[Exercise goal]
All of the data needs to be repeated exactly.

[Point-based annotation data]
• • • •

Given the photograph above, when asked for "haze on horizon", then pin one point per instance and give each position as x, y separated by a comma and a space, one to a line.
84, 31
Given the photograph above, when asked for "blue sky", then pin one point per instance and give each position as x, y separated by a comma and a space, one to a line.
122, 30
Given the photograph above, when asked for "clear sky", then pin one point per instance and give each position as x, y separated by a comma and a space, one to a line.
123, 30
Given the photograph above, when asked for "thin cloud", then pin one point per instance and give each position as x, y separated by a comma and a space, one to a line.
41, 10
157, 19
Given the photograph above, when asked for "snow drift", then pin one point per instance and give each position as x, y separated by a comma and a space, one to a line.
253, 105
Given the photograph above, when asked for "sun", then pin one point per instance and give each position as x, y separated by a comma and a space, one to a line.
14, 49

• • • •

[Answer for this exercise]
Given the photograph above, when asked for "haze on horizon", then pin one point per instance and give each position as x, y separated by a comma and a space, one to a line.
84, 31
Given the photograph above, when asked for "blue sky", then pin one point per instance and give each position as x, y separated by a comma and a space, one to a line.
122, 30
Given the photograph above, when asked for "clear sky", then pin one point per instance and give each position as x, y separated by a comma and a space, one to a line.
123, 30
Given the photograph above, when asked for "thin cloud", then pin one point per instance and give each position as x, y separated by a comma and a space, one to a line.
41, 10
157, 19
Given the photograph above, when asked for "snow drift", then pin one point per instance and give each position as x, y separated by a comma and a space, one to a line.
253, 105
Given the photograph above, when asked for "sun", then pin one point per instance and give each position as x, y separated by a comma and a space, one to a line.
14, 49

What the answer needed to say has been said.